▶ [Exercise details]
Set down everything from "Behaviors are innate" down to "from such associations?" in the passage on genes and behavior below, copying it word for word.

▶ [Excerpted passage]
By Stuart Newman

Behaviors are innate or environmentally induced novel or habitual actions by humans or other organisms that, at a minimum, involve interactions between the nervous system and other organs. A gene specifies the sequence of subunits of a single RNA or protein molecule. How is it possible for specific behaviors to be associated with particular genes? Can anything significant be learned from such associations?

One persistent view, increasingly discredited in recent years, is that genes collectively provide a blueprint or software program for the generation of all organismal characters—anatomical structures, but also behaviors—and variant genes are lines of code of alternative programs. So, for example, two recent reports in the journal Nature Genetics described evidence that variations within any of 11 DNA regions in the human genome have a strong association with schizophrenia, bipolar disorder, or both.1 One of the studies’ authors was quoted as stating, “Our findings are a significant advance in our knowledge of the underlying causes of psychosis—especially in relation to the development and function of the brain.”2

The expectation that such genetic associations will provide insight into how the brain generates normal or abnormal behaviors is directly connected to belief in the notion of a genetic program. No one would assert that learning the chemical composition of a piece of tile from a medieval mosaic represents a significant advance in understanding the meaning of the art work. But when it comes to living organisms which operate individually and socially on multiple spatial and temporal scales and have assumed their present forms and behavior patterns over billions of years, genetically reductionist explanations can unfortunately still be advanced without evoking derision.

▶ [Available data]
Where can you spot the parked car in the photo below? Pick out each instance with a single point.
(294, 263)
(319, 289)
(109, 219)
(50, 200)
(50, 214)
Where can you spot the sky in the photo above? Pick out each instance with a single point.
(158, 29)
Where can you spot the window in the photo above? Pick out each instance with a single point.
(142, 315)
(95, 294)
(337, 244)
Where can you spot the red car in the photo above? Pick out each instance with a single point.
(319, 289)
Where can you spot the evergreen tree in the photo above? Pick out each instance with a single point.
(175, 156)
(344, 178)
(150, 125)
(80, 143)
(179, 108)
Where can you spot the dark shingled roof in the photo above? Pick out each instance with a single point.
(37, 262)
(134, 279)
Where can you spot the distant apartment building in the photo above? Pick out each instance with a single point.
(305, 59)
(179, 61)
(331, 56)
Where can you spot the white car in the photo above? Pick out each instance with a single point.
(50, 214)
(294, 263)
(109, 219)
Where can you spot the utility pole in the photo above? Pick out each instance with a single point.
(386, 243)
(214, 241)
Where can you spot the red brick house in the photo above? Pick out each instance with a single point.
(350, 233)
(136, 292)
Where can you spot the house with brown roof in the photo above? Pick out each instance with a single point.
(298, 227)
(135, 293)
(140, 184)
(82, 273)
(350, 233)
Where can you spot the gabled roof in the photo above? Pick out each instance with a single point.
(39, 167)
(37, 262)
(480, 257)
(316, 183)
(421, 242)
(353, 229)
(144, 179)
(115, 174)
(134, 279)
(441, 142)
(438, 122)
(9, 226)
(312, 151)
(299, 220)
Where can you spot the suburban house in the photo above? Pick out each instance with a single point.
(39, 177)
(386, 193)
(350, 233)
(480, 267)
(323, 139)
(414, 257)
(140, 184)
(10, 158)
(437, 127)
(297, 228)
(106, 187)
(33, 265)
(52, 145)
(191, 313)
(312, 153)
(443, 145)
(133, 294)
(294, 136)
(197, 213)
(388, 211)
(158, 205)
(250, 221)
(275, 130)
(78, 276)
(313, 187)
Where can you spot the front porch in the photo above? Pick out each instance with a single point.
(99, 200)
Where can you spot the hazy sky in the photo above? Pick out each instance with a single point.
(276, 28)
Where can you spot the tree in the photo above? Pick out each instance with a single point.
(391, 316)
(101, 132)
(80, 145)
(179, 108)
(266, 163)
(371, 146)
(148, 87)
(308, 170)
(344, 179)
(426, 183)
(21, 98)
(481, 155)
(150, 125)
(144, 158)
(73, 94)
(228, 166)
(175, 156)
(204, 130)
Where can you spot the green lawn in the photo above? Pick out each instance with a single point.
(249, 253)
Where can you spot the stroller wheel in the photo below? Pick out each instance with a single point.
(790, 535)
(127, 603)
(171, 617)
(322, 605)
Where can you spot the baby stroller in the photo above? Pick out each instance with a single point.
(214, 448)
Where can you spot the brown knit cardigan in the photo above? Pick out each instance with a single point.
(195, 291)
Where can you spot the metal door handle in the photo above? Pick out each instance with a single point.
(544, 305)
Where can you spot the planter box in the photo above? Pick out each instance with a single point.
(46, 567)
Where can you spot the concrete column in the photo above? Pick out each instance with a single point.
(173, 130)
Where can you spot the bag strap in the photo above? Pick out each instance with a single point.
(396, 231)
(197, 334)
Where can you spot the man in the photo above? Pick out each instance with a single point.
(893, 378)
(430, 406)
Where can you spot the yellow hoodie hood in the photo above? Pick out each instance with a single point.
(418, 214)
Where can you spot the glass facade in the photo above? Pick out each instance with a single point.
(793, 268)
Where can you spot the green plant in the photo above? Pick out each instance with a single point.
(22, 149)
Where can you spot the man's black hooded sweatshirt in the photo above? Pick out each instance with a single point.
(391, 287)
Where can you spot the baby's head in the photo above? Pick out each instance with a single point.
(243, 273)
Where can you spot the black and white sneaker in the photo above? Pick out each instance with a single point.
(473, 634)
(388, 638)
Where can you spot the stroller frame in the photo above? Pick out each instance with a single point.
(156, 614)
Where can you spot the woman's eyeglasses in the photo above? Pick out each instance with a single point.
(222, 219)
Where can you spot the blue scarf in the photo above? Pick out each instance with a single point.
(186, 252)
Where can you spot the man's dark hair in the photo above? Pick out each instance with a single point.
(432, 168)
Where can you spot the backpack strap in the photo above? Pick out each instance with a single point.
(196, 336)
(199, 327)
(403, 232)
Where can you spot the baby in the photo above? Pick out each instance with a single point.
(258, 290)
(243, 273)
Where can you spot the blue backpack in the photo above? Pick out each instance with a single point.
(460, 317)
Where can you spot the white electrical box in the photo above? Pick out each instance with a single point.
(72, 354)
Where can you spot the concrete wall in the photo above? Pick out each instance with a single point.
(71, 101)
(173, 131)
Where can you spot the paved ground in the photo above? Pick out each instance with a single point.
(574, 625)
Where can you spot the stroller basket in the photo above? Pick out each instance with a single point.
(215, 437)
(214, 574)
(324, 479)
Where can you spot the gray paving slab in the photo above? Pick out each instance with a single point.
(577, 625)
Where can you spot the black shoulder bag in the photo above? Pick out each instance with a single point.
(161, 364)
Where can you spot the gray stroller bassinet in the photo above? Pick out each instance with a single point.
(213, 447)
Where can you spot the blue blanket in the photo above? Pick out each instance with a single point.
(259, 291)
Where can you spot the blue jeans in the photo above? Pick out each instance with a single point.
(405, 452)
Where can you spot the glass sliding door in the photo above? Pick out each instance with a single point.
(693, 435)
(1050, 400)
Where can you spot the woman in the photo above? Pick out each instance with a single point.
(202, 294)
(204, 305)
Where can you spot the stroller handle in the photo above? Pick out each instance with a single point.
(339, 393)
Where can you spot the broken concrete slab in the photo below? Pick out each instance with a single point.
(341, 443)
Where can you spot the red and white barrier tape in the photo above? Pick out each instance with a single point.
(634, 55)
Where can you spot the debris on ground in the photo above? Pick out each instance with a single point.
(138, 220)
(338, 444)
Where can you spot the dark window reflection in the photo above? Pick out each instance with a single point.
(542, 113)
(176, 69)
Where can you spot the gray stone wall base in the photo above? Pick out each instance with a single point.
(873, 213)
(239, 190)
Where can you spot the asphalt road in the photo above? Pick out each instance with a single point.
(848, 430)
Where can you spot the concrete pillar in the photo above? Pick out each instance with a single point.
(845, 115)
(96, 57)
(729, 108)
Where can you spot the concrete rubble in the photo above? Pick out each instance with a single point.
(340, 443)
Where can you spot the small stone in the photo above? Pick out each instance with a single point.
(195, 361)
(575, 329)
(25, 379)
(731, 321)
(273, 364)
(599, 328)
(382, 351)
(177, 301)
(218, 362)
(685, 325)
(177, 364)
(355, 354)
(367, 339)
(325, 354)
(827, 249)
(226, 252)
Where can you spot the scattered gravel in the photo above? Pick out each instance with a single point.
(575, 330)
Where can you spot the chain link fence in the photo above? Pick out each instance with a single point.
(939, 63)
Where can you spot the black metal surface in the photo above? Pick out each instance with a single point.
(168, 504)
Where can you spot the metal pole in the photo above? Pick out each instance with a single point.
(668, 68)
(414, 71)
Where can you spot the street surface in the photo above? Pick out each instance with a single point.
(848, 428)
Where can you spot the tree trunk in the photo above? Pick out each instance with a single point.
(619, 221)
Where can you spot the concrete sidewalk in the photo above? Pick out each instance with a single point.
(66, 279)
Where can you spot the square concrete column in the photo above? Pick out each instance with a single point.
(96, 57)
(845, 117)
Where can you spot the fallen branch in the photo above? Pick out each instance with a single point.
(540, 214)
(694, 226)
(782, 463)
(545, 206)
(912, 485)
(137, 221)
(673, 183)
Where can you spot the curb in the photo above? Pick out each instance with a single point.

▶ [Solution for this exercise]
Behaviors are innate or environmentally induced novel or habitual actions by humans or other organisms that, at a minimum, involve interactions between the nervous system and other organs. A gene specifies the sequence of subunits of a single RNA or protein molecule. How is it possible for specific behaviors to be associated with particular genes? Can anything significant be learned from such associations?